Your copy should contain exactly the lines from the start of the material through the line containing "wearing black helmet;", and no pictures.

┌─ SUPPLIED MATERIAL

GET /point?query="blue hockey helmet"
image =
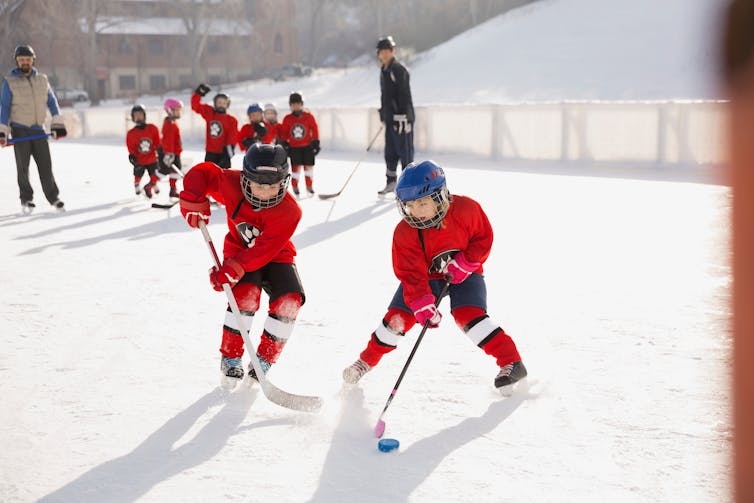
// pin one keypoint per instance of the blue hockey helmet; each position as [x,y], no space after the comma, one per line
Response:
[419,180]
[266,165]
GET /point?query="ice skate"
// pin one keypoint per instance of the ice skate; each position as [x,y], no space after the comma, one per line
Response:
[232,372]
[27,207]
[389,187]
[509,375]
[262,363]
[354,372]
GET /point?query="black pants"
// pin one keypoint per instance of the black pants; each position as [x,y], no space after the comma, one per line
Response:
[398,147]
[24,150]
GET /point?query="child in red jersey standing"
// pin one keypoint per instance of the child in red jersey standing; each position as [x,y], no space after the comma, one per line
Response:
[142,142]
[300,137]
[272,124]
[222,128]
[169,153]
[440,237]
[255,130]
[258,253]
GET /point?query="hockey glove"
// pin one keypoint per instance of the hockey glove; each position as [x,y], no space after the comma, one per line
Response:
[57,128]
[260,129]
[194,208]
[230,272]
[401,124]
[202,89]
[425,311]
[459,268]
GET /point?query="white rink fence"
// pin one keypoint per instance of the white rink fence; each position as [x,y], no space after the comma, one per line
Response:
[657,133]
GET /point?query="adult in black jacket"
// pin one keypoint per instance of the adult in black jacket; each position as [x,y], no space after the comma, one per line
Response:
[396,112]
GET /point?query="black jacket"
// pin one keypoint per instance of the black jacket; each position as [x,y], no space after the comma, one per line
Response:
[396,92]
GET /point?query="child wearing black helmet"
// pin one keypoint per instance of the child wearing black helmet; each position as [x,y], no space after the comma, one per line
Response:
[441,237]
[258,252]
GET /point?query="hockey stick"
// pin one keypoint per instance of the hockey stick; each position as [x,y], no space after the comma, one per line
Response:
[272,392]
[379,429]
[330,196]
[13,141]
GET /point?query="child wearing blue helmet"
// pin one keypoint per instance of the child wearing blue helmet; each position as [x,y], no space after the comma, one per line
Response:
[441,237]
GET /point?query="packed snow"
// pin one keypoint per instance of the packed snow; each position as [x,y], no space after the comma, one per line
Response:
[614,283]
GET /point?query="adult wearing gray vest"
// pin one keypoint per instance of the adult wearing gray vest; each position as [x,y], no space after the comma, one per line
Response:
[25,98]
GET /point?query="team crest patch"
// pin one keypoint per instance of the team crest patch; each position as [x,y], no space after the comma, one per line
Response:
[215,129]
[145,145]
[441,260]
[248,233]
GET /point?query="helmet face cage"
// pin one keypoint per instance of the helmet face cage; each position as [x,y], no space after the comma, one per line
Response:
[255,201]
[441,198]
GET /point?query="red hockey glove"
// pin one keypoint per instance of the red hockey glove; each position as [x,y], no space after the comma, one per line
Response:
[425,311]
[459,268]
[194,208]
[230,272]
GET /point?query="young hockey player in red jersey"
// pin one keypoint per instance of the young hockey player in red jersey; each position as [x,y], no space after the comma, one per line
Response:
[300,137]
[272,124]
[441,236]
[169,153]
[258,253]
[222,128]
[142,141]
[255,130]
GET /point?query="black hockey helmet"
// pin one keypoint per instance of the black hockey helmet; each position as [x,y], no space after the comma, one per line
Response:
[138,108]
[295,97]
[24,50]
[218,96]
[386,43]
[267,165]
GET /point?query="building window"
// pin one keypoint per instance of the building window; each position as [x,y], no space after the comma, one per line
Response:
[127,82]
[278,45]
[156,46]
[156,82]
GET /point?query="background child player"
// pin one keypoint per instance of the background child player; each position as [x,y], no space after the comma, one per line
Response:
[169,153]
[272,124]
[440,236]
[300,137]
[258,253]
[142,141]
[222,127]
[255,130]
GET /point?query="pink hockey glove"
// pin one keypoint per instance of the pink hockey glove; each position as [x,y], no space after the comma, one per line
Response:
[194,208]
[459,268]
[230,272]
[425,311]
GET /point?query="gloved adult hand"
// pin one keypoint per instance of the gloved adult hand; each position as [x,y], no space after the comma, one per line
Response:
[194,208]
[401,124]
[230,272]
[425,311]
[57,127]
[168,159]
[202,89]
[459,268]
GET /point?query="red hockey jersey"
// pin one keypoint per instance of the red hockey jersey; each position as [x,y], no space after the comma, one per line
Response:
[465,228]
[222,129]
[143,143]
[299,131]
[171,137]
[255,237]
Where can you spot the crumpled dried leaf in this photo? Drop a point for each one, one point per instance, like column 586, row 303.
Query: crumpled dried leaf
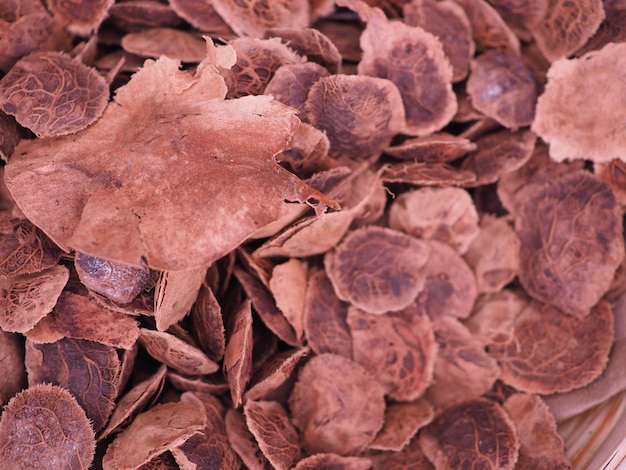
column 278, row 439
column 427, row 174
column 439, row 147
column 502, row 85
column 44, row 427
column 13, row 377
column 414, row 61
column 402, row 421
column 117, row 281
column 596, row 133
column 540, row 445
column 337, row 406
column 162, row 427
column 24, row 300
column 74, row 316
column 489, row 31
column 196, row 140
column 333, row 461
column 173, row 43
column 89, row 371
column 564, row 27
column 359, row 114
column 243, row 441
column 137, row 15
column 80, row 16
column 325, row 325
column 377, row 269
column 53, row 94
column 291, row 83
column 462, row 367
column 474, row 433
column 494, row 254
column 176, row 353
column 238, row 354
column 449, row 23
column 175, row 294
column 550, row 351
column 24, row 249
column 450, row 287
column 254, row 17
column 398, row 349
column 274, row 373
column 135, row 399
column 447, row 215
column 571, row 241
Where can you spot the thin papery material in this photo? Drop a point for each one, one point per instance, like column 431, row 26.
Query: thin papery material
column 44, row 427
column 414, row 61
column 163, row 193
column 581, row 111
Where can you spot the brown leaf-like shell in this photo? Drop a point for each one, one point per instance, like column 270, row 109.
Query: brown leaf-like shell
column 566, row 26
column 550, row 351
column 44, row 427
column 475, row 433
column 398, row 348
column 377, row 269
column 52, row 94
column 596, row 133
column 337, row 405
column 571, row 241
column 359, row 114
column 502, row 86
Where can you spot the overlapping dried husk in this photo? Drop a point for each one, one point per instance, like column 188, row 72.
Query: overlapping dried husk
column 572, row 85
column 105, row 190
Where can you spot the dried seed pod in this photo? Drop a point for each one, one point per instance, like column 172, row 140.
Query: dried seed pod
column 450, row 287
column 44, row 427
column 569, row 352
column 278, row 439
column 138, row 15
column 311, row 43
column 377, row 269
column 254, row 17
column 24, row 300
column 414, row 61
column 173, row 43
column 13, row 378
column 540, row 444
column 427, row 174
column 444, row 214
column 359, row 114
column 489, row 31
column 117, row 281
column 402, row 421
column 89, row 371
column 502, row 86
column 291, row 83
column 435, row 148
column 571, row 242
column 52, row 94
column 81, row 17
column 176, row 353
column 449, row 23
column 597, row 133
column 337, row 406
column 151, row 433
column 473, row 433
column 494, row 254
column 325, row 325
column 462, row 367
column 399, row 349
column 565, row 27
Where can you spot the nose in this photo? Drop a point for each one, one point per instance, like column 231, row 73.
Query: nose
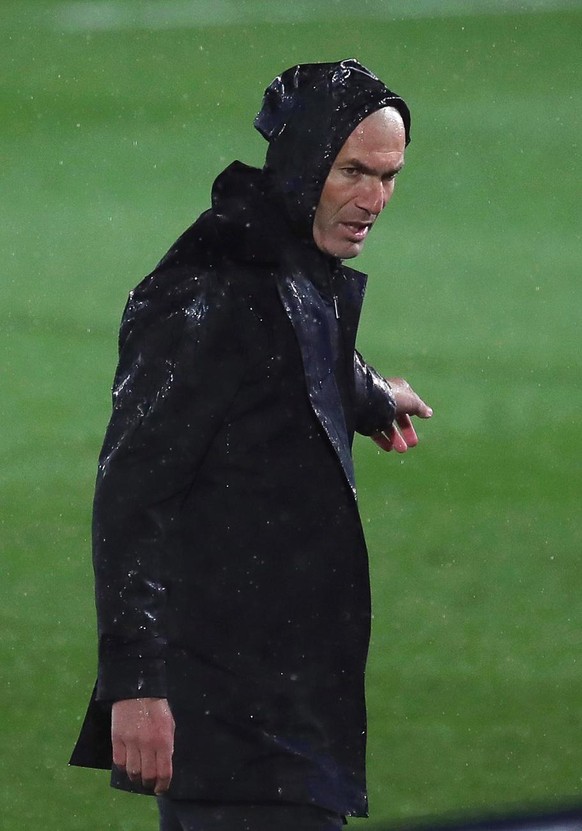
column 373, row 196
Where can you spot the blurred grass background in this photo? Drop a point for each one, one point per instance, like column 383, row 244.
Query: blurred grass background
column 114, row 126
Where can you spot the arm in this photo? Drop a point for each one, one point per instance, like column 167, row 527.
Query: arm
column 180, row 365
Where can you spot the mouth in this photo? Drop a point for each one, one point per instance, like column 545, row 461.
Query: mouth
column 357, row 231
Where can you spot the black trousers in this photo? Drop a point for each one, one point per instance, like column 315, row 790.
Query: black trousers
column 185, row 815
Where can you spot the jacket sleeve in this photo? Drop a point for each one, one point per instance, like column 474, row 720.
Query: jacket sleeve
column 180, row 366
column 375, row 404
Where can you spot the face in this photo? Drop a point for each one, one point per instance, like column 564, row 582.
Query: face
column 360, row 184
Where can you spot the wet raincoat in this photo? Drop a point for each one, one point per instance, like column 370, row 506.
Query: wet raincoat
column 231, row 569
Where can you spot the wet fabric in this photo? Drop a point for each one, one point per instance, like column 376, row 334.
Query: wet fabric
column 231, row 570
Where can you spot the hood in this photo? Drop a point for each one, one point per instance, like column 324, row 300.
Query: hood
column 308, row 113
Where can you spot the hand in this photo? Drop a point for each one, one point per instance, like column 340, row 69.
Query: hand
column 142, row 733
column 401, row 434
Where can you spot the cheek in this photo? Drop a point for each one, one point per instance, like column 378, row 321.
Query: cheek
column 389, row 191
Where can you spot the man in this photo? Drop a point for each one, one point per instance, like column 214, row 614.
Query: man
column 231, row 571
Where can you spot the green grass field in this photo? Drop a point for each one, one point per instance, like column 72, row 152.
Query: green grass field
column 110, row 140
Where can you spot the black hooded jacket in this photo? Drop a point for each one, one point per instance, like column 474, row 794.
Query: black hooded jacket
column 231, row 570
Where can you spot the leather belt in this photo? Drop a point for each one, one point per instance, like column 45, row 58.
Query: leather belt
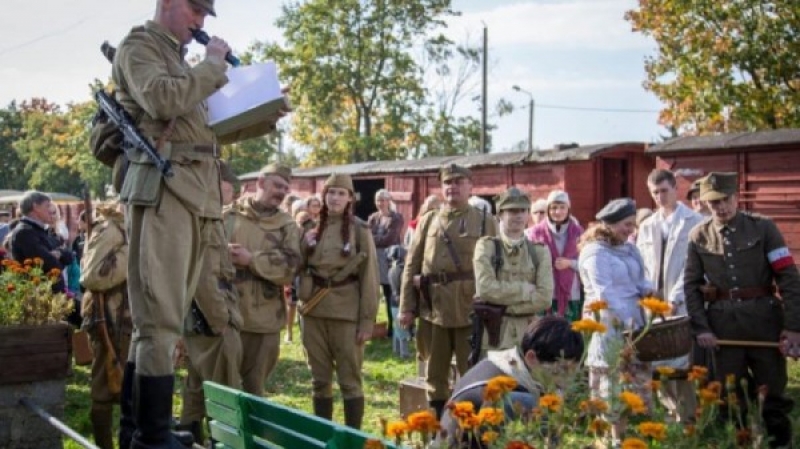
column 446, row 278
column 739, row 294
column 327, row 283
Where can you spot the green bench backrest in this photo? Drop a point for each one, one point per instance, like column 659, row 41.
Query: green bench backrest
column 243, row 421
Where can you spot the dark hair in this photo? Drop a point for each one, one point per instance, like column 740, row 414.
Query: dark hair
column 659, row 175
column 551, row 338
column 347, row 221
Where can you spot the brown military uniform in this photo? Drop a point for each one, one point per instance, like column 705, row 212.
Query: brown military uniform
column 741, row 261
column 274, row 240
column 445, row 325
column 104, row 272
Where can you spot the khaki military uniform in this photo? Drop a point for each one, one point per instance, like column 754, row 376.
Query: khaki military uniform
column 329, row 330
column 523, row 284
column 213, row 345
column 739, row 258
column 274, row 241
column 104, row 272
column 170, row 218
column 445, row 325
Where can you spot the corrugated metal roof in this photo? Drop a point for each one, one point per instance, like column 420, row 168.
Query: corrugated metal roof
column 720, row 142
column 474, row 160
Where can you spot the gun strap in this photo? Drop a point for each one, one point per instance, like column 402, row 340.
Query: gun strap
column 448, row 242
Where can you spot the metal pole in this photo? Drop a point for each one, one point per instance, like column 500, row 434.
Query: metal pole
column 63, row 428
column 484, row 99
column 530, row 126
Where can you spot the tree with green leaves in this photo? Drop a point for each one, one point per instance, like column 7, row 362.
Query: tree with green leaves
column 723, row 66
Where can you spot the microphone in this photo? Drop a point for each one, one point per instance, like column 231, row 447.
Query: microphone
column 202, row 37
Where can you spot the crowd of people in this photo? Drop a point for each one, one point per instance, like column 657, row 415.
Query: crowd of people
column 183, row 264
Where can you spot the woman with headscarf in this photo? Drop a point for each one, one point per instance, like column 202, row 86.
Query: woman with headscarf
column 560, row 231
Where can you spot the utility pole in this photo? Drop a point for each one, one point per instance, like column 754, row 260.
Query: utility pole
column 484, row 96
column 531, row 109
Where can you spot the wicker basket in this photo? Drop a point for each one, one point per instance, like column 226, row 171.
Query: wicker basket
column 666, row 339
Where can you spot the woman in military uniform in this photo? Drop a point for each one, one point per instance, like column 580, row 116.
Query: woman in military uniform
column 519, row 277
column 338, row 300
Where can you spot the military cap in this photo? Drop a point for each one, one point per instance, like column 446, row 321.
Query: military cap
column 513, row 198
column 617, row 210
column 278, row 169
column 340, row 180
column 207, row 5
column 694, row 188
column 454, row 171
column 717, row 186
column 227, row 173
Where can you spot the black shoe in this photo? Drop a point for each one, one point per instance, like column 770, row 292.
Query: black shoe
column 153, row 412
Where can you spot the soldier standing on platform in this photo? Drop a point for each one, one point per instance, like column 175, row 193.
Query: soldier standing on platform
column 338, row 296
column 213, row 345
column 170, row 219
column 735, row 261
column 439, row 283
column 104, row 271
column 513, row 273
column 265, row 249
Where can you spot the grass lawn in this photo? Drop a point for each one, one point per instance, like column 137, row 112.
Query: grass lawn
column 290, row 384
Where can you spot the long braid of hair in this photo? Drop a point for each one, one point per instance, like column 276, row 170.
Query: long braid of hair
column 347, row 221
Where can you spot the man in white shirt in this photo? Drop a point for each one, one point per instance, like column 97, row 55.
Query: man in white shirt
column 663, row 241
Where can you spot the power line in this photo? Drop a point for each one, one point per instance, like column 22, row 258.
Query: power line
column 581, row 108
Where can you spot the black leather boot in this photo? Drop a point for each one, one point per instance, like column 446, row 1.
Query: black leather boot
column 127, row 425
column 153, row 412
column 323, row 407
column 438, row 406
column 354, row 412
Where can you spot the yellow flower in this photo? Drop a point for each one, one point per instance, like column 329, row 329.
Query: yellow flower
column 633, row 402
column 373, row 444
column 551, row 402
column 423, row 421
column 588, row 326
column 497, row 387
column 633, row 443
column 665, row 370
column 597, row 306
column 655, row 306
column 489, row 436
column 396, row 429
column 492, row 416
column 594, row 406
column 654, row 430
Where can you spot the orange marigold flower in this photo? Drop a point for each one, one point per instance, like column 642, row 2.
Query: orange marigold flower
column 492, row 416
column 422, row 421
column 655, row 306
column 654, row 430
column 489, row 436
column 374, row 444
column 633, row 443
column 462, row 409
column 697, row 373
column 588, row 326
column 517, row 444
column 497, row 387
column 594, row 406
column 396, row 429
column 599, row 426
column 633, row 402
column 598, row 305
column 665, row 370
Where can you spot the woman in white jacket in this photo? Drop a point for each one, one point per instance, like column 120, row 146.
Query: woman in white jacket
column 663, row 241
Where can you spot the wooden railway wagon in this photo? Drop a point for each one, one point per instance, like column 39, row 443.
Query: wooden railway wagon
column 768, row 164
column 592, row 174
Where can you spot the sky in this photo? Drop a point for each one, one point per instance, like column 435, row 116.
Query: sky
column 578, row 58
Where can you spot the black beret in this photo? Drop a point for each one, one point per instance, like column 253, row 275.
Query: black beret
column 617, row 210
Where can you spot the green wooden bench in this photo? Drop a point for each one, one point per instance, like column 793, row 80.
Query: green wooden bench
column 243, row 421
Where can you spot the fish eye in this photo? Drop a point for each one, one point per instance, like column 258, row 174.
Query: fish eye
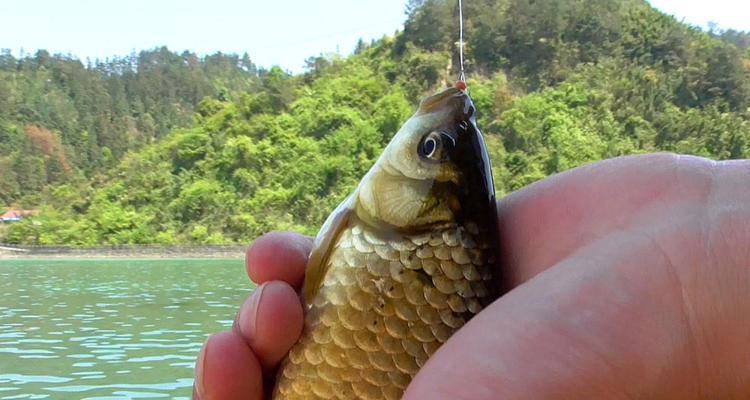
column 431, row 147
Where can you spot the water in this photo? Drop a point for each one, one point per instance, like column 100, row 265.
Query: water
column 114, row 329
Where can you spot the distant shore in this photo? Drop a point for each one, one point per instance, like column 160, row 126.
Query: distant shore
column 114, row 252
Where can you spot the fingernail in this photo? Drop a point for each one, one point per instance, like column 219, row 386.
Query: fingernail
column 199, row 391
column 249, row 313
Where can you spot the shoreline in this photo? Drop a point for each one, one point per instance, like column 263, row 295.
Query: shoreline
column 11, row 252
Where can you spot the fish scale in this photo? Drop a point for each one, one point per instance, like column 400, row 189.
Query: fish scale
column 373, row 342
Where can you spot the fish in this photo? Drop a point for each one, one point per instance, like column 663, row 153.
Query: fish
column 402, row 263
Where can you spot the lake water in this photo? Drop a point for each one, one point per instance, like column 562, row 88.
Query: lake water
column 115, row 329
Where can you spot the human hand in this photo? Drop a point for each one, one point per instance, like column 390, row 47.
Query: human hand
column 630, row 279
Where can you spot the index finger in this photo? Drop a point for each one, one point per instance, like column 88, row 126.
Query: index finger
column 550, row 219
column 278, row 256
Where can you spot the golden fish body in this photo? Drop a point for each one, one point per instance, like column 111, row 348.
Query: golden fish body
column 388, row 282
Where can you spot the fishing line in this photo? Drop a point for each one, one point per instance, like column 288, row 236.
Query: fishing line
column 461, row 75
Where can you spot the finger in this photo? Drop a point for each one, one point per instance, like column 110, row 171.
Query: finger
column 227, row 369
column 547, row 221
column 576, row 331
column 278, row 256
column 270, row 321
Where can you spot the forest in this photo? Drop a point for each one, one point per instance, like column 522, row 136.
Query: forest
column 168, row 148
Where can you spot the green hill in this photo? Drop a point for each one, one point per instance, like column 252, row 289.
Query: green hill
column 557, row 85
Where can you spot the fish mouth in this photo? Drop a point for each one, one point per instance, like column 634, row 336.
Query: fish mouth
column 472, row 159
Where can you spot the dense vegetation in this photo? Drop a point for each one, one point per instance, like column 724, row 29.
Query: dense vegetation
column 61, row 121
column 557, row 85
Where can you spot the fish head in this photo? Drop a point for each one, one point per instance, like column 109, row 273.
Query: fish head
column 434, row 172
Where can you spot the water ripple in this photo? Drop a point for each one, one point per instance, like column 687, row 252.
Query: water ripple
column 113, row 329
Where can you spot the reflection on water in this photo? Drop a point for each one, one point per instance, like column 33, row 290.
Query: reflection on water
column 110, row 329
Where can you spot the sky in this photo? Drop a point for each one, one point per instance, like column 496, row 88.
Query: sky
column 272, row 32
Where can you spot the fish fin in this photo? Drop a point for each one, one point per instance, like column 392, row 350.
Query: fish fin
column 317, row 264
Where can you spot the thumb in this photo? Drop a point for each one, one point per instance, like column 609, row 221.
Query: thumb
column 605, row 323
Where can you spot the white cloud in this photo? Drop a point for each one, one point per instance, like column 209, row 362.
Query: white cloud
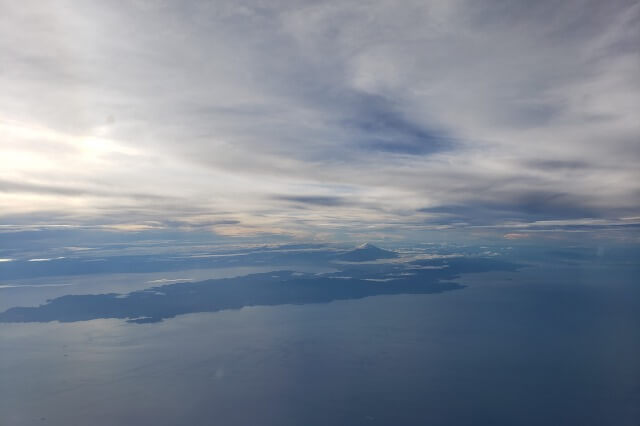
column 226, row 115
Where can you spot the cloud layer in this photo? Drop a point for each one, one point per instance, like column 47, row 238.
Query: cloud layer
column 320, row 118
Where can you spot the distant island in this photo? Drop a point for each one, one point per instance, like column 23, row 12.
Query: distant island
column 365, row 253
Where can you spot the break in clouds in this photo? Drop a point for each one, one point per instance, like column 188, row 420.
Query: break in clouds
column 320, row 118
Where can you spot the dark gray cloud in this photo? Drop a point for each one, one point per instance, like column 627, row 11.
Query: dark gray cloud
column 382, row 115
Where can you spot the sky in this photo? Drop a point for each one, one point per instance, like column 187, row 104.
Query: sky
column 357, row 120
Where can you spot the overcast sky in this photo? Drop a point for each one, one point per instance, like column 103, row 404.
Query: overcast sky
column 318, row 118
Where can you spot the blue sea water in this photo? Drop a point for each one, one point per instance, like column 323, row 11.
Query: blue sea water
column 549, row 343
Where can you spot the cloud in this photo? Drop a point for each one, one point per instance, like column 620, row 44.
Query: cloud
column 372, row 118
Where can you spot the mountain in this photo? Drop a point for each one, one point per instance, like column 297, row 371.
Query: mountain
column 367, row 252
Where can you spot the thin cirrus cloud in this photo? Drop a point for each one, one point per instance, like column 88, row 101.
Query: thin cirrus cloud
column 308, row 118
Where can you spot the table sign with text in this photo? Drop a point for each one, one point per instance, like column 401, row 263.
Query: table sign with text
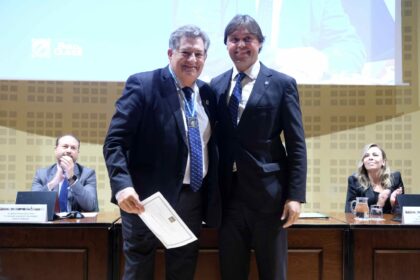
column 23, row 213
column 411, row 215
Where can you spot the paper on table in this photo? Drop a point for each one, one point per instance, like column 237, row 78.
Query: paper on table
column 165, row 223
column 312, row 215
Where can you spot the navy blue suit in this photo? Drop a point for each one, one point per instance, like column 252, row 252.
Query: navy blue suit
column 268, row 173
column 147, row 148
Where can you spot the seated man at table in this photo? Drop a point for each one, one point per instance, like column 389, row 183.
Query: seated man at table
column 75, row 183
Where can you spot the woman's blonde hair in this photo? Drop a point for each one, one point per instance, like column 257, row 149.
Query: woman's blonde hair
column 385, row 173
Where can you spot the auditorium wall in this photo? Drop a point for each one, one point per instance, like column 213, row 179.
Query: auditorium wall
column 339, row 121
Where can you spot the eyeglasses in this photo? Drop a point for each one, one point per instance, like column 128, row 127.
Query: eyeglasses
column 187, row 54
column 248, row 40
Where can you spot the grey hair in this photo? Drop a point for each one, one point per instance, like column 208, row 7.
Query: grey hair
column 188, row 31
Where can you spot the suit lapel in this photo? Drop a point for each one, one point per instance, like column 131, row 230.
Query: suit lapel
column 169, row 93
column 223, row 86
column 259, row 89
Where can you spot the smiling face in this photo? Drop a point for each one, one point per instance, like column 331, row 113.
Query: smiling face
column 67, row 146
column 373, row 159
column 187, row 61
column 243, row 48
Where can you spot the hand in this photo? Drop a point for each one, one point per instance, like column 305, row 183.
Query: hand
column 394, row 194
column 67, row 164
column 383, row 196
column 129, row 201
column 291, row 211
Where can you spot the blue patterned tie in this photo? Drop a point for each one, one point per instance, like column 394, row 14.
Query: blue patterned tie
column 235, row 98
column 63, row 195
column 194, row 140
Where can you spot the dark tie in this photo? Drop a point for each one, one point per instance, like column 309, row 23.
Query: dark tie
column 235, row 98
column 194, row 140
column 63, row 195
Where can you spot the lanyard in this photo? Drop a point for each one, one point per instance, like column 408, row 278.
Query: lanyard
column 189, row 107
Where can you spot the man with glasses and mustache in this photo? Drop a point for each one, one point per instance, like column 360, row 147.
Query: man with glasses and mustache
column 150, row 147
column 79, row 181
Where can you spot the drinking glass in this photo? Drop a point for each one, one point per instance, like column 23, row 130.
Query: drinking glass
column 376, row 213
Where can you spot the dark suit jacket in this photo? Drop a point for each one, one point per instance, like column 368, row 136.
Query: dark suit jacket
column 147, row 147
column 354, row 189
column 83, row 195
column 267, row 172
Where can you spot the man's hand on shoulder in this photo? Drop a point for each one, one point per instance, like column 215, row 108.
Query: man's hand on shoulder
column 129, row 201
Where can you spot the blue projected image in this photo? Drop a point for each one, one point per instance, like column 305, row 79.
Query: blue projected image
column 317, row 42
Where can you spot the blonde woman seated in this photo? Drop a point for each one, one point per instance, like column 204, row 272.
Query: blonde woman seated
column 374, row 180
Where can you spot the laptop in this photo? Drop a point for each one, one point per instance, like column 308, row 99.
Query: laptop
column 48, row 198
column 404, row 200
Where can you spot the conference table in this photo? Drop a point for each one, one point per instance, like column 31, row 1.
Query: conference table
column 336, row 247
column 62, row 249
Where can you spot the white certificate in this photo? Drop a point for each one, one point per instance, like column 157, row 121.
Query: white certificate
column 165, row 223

└─

WRITTEN REPLY
GET /point?query="blue hockey helmet"
image =
// pin one keypoint per instance of the blue hockey helmet; each position as [x,y], no space after the comma, one per line
Response:
[419,180]
[266,165]
GET /point?query="ice skate"
// pin one keypoint per instance of the ice skate; each position as [x,y], no space after the comma, one per line
Response:
[232,372]
[27,207]
[389,187]
[509,375]
[262,363]
[354,372]
GET /point?query="black pants"
// pin one keypoint per instance of the black pants; each position as [x,y], no space after the comma, one per line
Response:
[398,147]
[24,150]
GET /point?query="child in red jersey standing"
// pin one keypoint per instance of the child in red jersey standing; each position as [x,y], no space after the comma, one per line
Response:
[142,142]
[300,137]
[272,124]
[222,128]
[169,153]
[440,237]
[255,130]
[258,253]
GET /point?query="hockey glove"
// pin one keypoint per instance of the hockey glove; each position as [x,y], no space after the comma, one per line
Response:
[57,128]
[260,129]
[194,208]
[230,272]
[401,124]
[202,89]
[425,311]
[459,268]
GET /point?query="white rink fence"
// pin one keypoint per instance of the white rink fence; each position as [x,y], no space after the comma, one per line
Response:
[657,133]
GET /point?query="adult in black jacket"
// pin one keypoint per instance of the adult in black jacket; each position as [x,y], no space after the comma, one per line
Response:
[396,112]
GET /point?query="black jacket"
// pin one keypoint per instance of the black jacket; each position as [x,y], no space after the comma, one per line
Response:
[396,92]
GET /point?query="child wearing black helmet"
// pin one keypoint per instance of the child wearing black helmet; each position as [x,y], no space after the comma, one per line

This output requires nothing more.